*TEXT SHOWN*
Most sharks rely on ram ventilation, forcing water into the mouth and over the gills by rapidly swimming forward. In slow-moving or bottom dwelling species, especially among skates and rays, the spiracle may be enlarged, and the fish breathes by sucking water through this opening, instead of through the mouth.
Chimaeras differ from other cartilagenous fish, having lost both the spiracle and the fifth gill slit. The remaining slits are covered by an operculum, developed from the septum of the gill arch in front of the first gill.
In bony fish, the gills lie in a branchial chamber covered by a bony operculum. The great majority of bony fish species have five pairs of gills, although a few have lost some over the course of evolution. The operculum can be important in adjusting the pressure of water inside of the pharynx to allow proper ventilation of the gills, so that bony fish do not have to rely on ram ventilation (and hence near constant motion) to breathe. Valves inside the mouth keep the water from escaping.

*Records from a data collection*
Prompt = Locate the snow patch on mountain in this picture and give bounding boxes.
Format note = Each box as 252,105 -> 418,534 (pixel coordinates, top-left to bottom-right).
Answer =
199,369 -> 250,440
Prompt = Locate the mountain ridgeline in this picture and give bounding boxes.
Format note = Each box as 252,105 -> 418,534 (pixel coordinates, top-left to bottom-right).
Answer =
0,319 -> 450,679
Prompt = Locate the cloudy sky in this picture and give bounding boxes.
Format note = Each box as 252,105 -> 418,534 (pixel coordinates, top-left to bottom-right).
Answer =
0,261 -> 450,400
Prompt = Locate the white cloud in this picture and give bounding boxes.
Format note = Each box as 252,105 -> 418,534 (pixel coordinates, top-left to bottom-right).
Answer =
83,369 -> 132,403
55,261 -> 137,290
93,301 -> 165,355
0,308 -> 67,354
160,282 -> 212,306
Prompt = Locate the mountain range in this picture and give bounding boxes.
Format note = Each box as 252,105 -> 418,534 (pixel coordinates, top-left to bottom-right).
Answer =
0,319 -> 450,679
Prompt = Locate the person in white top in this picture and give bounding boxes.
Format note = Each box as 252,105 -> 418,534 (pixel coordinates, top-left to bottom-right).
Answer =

*WHAT YOU WILL DO*
1. In the text on gill breathing, print the passage between "Most sharks rely" and "through the mouth.", inclusive.
2. Name every group of fish that the text on gill breathing mentions.

*TASK RESULTS*
1.
Most sharks rely on ram ventilation, forcing water into the mouth and over the gills by rapidly swimming forward. In slow-moving or bottom dwelling species, especially among skates and rays, the spiracle may be enlarged, and the fish breathes by sucking water through this opening, instead of through the mouth.

2.
- sharks
- skates
- rays
- chimaeras
- cartilagenous fish
- bony fish